Directions. The records below are to be repeated in full, exactly as they are.

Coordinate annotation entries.
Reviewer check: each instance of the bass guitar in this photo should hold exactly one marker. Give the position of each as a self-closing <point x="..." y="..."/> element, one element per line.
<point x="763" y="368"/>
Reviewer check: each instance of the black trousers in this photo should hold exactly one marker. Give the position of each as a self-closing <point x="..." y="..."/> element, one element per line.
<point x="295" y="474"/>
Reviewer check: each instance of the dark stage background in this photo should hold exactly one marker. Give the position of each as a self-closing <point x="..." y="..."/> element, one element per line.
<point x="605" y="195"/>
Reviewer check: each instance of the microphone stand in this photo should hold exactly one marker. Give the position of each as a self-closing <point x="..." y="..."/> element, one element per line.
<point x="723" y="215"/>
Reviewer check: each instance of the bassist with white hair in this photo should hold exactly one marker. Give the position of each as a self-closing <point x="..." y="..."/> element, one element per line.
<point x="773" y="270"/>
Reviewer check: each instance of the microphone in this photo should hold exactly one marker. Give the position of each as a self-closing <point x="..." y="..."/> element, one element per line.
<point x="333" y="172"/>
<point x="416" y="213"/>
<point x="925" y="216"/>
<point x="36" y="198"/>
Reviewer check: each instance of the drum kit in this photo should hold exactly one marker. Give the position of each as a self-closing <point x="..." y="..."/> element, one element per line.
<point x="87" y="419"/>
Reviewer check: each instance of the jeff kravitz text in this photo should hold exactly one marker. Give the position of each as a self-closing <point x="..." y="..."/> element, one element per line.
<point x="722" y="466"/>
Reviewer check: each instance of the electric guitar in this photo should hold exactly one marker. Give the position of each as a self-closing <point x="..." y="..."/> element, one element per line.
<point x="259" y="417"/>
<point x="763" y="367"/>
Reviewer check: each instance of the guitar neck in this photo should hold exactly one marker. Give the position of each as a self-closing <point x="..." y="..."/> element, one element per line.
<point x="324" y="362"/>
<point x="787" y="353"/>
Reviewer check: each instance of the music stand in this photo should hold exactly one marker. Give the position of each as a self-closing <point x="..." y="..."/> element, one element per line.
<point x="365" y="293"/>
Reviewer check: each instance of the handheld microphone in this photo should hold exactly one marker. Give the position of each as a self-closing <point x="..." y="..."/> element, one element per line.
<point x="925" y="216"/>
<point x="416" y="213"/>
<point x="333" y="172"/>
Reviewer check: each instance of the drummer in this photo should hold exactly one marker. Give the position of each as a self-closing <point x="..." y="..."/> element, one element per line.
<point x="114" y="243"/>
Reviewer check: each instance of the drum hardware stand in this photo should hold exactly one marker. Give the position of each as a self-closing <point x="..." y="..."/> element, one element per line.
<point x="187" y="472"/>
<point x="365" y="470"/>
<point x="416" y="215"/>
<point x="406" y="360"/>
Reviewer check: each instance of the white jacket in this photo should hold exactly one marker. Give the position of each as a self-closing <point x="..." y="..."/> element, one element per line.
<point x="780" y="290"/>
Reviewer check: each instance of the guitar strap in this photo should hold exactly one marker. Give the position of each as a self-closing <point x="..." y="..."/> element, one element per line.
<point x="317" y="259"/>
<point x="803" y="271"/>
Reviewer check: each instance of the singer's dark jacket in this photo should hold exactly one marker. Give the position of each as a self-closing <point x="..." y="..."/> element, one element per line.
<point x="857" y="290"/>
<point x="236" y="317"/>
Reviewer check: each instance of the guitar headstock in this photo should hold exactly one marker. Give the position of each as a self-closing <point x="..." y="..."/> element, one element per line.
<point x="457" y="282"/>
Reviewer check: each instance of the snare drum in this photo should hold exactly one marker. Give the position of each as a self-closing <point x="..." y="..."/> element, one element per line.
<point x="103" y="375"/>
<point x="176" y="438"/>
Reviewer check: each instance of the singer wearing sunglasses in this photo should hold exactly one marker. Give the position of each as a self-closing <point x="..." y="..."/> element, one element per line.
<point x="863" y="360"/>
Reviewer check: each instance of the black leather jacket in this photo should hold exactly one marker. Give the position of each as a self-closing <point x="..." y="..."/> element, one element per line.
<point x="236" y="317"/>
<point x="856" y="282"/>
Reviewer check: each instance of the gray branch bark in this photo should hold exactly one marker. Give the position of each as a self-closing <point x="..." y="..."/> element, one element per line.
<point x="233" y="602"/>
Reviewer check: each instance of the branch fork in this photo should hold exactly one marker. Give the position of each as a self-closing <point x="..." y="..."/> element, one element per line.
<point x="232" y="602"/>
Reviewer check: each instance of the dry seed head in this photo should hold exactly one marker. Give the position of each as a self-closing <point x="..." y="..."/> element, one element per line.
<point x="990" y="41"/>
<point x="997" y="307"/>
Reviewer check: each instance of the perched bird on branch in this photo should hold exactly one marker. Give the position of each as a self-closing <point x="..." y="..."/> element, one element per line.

Worked solution.
Reviewer check: each instance of the bass guitar in this photo should hold exactly one marker. Give the position of each as a self-closing <point x="..." y="..."/> element, one element per line.
<point x="763" y="368"/>
Reviewer check: each instance of the black trousers in this photo should hold exactly one marker. Give the position of each as a self-closing <point x="..." y="..."/> element, one element per line.
<point x="295" y="474"/>
Reviewer check: each instance of the dark stage background in this photo should hold exactly one marker. Give the position of each as a self-closing <point x="..." y="..."/> element, one element per line.
<point x="605" y="195"/>
Reviewer check: each instance of the microphone stand in this photo should hold exactly one marker. Give the position of each as a self-closing <point x="..." y="..."/> element, one element per line.
<point x="723" y="215"/>
Reviewer check: each instance of the bassist with white hair in this photo should hold exactly one marker. Give the position of each as a self-closing <point x="..." y="..."/> element, one element per line.
<point x="773" y="270"/>
Reviewer check: each instance of the microphone in this photo should hold exactly one marker. Give the position of each as a self-closing <point x="..." y="..."/> element, one element per line.
<point x="333" y="172"/>
<point x="416" y="213"/>
<point x="925" y="216"/>
<point x="36" y="198"/>
Reviewer check: each instance of the drum kit in this photo should hold exactly one marker. Give the position of each as a self-closing <point x="..." y="..."/> element, one element per line.
<point x="87" y="419"/>
Reviewer check: each instance of the jeff kravitz text in this photo should hold exactly one marker. Give the position of each as a self-closing <point x="..." y="..."/> element, one element per line.
<point x="722" y="466"/>
Reviewer check: each instance of the electric guitar in this photo should hold exactly one marker. Give the position of each as a self-closing <point x="..." y="..."/> element, one element per line.
<point x="259" y="417"/>
<point x="763" y="367"/>
Reviewer check: each instance of the guitar neck in this photo should hold exactly one marker. Give the position of each as a self-closing <point x="..." y="..."/> element, one element per line.
<point x="324" y="362"/>
<point x="787" y="353"/>
Reviewer check: each instance of the music stand in this photo should hold exactly one marker. Give the position of each as a self-closing <point x="..." y="..."/> element, one element per line.
<point x="365" y="293"/>
Reviewer check: each instance of the handheld microphone in this photo should hold exactly one marker. Give the position of each as a self-closing <point x="..." y="..."/> element, one element per line.
<point x="925" y="216"/>
<point x="416" y="213"/>
<point x="333" y="172"/>
Reviewer check: each instance of the drummer in this photo should hold exactly one marker. Give the position of each as a self-closing <point x="..." y="..."/> element, one element per line.
<point x="114" y="243"/>
Reviewer check: each instance of the drum hardware stand in this photo should hold exactly one marker. Give the position of each as a self-closing <point x="..." y="..."/> element, one element per line.
<point x="187" y="472"/>
<point x="365" y="470"/>
<point x="416" y="215"/>
<point x="406" y="360"/>
Reviewer check: each instance of the white jacket in this photo should hold exactly one marker. Give the position of each as a self-closing <point x="..." y="..."/> element, one element per line.
<point x="780" y="290"/>
Reviewer check: each instance of the guitar strap in this photo should hold exactly one marker. Give the position of each as a self-closing <point x="..." y="..."/> element, one element per line.
<point x="317" y="259"/>
<point x="803" y="271"/>
Reviewer check: each instance of the singer's dark jacket in this photo should hold exactly one marker. Give the position of each as a self-closing <point x="..." y="..."/> element, one element per line.
<point x="857" y="290"/>
<point x="236" y="317"/>
Reviewer check: each instance of the guitar headstock in this photo should hold exactly one marker. Give the position of each as a self-closing <point x="..." y="..."/> element, one element per line.
<point x="457" y="282"/>
Reviewer check: each instance of the snare drum in this photo should hold exactly one marker. Give the position of each as a self-closing <point x="..." y="..."/> element, one element per line.
<point x="103" y="375"/>
<point x="176" y="438"/>
Reviewer check: each instance of the singer wearing sunglasses in this photo should hold exactly one marker. Give the position of each as a self-closing <point x="..." y="..."/> element, one element per line.
<point x="863" y="360"/>
Reviewer check: each instance of the black leather jacket in this photo should hold exactly one marker. Give the position of each as a self-closing <point x="..." y="..."/> element, one element per line.
<point x="236" y="317"/>
<point x="856" y="282"/>
Reviewer check: each instance of the gray branch bark in this photo should hold exactly one marker. Give the position of each as a self-closing <point x="..." y="..."/> element, one element per line.
<point x="233" y="602"/>
Reviewer check: each instance of the branch fork in this photo should hold exactly one marker. Give the position of each as a self-closing <point x="..." y="..."/> element, one element per line.
<point x="232" y="602"/>
Reviewer check: each instance of the dry seed head in this photo should hold exactly one marker. Give the position of each as a self-closing <point x="..." y="..."/> element, one element per line.
<point x="990" y="41"/>
<point x="997" y="307"/>
Reviewer check: each instance of the perched bird on branch in this photo should hold exactly one marker. Give the position of each as a self-closing <point x="..." y="..."/> element, one element per line.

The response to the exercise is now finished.